### Written instruction A
From the blog reply below, list every purpose of the Mass that it names.
## Start Page extract
Thursday, August 25, 2011

A reply to a comment on a post of Fr. D. Longenecker

cc. to Fr. Dwight.

Dear Steve,

I'm writing here, because it turned into what I think is a "blog post", not a comment, and the good Father has (iirc) requested generally that we blog these things rather than stand in his sitting room to rant at the world. So, here we are.

Certainly the words of scripture with which the Blessed Sacrament is confected are taken from accounts of the Last Supper, (Gospel and Epistle); I think in some Missals there is a heading "Commemoration of the Last Supper" to name the relevant section of the Roman Canon. But that section of the Canon is not the Mass, it's not the end of the Mass, it's not the purpose of the Mass. Maybe it's the peak, the perfection... But the purpose of the Mass is to offer the One Sacrifice of Our Lord unto Our Lord Father, and to feed and strengthen first the Priest celebrant for his sacramental works, and then to feed the members of the Body of Χρ. with the Body of Χρ. It isn't belittling of the Commemoration to acknowledge the primacy of other ends; rather, it belittles the Mass to inflate the Commemoration!
## End Page extract
## Start Input records
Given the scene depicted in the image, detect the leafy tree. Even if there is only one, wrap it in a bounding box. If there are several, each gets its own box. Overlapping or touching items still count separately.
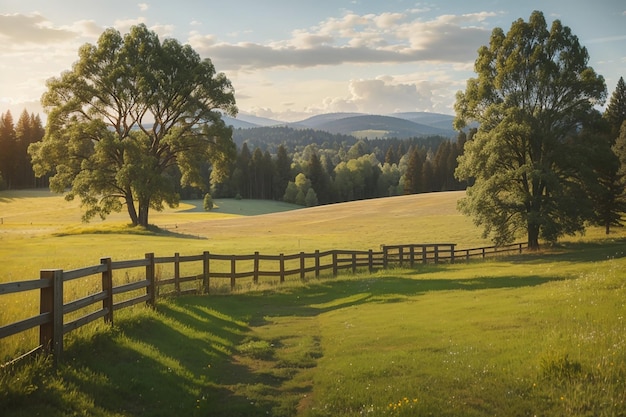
[604,77,626,137]
[203,193,214,211]
[304,188,318,207]
[283,181,298,204]
[455,11,606,249]
[613,120,626,177]
[404,147,426,194]
[0,111,17,188]
[29,25,237,226]
[274,145,293,200]
[307,152,332,205]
## End Input records
### Written instruction B
Express the entries that follow the blog reply above as a JSON list of strings, one string per line, with blank lines omitted. Do not include the pictures.

### Final answer A
- To offer the One Sacrifice of Our Lord unto Our Lord Father
- To feed and strengthen first the Priest celebrant for his sacramental works
- To feed the members of the Body of Χρ. with the Body of Χρ.

### Final answer B
[
  "Given the scene depicted in the image, detect the leafy tree. Even if there is only one, wrap it in a bounding box. If there are several, each gets its own box. Overlapping or touching items still count separately.",
  "[604,77,626,137]",
  "[203,193,214,211]",
  "[304,188,318,207]",
  "[283,181,298,204]",
  "[455,11,606,249]",
  "[613,120,626,177]",
  "[404,147,426,194]",
  "[0,111,17,188]",
  "[29,25,237,226]",
  "[274,145,293,200]",
  "[307,152,332,205]"
]